- [WHAT YOU WILL DO]:
**a.** List every airport that the article on airport business rates names.
**b.** From the article on airport business rates, copy word for word everything from "Despite so-called transitional" down to "coming three years.".

- [TEXT SEGMENT]:
Airports outside London are set to be ‘most extreme’ as they face ‘unprecedented’ rises

Air travellers are being urged to prepare for soaring ticket prices as regional airports throughout the UK brace for “unprecedented” property tax increases next year. An examination of official Government figures for the Press Association has shown that regional airports are among those confronting the sharpest business rates rises of any industry in the UK during a comprehensive overhaul of property assessments that determine the levy.

While London’s Heathrow and Gatwick are also being hammered with staggering business rates increases, the data reveals that the most severe cases are concentrated beyond London, with regional airports poised to bear the brunt. Global tax consultancy Ryan’s analysis of Valuation Office Agency (VOA) figures discovered that rateable values have rocketed more than six times over in certain instances during the latest property reassessment, causing tax demands to skyrocket.

Despite so-called transitional relief, which caps rises at 30% next year, regional airports will still face some of the most substantial cash hikes nationwide. The majority of airports will witness their bills more than treble over the coming three years.

Manchester Airport stands among the hardest hit, with its business rates demand poised to leap by £4.2 million to £18.1 million next year, Ryan’s figures show. Bristol Airport will experience a £1.2 million jump to £5.2 million, whilst Birmingham International Airport anticipates a £1.8 million surge to £7.6 million.

Newcastle International Airport faces a £244,755 rise to £1.1 million. Alex Probyn, who leads property tax practice for Europe and Asia-Pacific at Ryan, said: “With an unprecedented 295% sector-wide uplift, regional airports simply cannot absorb a cost shock of this magnitude. These increases will inevitably flow through the system: first into airport charges, then into airline costs, and ultimately into ticket prices.”

Airport operators have raised concerns that this tax hike could stifle investment in the sector.

- [AVAILABLE DATA]:
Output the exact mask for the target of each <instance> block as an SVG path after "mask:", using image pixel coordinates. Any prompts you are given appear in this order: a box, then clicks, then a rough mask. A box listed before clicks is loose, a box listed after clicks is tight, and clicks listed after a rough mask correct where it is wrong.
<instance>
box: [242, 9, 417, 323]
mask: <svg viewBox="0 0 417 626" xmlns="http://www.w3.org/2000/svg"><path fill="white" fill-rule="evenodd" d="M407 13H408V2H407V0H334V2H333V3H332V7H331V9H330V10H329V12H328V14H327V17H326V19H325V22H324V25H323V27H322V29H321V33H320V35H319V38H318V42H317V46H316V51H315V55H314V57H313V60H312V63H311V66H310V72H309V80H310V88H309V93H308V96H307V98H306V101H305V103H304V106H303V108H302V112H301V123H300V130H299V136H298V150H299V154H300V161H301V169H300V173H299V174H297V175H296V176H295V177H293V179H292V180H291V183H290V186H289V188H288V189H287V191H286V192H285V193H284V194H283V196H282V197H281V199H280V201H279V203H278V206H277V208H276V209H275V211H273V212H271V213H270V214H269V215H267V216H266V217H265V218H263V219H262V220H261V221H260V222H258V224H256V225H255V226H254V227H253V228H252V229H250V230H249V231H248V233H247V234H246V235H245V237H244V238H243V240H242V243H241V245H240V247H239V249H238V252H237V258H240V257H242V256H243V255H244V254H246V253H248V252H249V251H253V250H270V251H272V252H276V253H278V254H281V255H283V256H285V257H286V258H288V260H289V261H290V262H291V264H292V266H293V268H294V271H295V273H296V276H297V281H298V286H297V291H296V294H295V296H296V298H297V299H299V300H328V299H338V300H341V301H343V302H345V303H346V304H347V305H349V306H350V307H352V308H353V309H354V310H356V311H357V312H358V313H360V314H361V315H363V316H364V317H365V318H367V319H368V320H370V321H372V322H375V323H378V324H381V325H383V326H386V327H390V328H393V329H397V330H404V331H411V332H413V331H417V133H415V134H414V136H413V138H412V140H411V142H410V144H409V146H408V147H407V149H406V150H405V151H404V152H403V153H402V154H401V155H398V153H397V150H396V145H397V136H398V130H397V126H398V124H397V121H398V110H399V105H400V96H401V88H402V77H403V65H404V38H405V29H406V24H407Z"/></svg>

- [ANSWER SECTION]:
**a.** Heathrow, Gatwick, Manchester Airport, Bristol Airport, Birmingham International Airport, Newcastle International Airport

**b.**
Despite so-called transitional relief, which caps rises at 30% next year, regional airports will still face some of the most substantial cash hikes nationwide. The majority of airports will witness their bills more than treble over the coming three years.